_To do_. Find "--target tree canopy" and "84 178 L 103" in the records below. Copy the lines holding them and every line between, exactly, and no others.

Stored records

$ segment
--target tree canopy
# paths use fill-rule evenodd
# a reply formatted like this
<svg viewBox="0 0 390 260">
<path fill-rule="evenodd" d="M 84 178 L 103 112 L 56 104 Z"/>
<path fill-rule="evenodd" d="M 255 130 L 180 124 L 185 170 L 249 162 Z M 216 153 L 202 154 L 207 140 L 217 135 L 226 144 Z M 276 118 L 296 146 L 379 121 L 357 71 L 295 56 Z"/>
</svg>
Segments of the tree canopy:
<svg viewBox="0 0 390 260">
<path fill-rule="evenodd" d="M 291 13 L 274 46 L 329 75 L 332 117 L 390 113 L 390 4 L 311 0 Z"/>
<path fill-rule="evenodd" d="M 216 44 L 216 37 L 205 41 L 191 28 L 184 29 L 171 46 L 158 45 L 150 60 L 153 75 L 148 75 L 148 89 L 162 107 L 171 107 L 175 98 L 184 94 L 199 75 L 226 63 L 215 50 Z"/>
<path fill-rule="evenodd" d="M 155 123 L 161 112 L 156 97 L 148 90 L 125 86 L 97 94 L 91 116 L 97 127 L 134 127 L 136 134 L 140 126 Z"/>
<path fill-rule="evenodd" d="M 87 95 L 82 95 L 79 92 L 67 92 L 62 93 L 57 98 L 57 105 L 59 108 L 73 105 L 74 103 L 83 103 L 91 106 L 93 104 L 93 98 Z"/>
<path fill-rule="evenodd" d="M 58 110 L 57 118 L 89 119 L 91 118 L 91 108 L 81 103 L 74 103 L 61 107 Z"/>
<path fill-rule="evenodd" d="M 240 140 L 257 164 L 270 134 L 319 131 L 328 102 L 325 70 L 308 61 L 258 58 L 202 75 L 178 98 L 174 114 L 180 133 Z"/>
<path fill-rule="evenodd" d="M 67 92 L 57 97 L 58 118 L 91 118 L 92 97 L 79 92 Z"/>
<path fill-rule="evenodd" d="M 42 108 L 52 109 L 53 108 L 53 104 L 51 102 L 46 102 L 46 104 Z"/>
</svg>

_Answer section_.
--target tree canopy
# paths use fill-rule evenodd
# a reply formatted like this
<svg viewBox="0 0 390 260">
<path fill-rule="evenodd" d="M 84 178 L 103 112 L 56 104 Z"/>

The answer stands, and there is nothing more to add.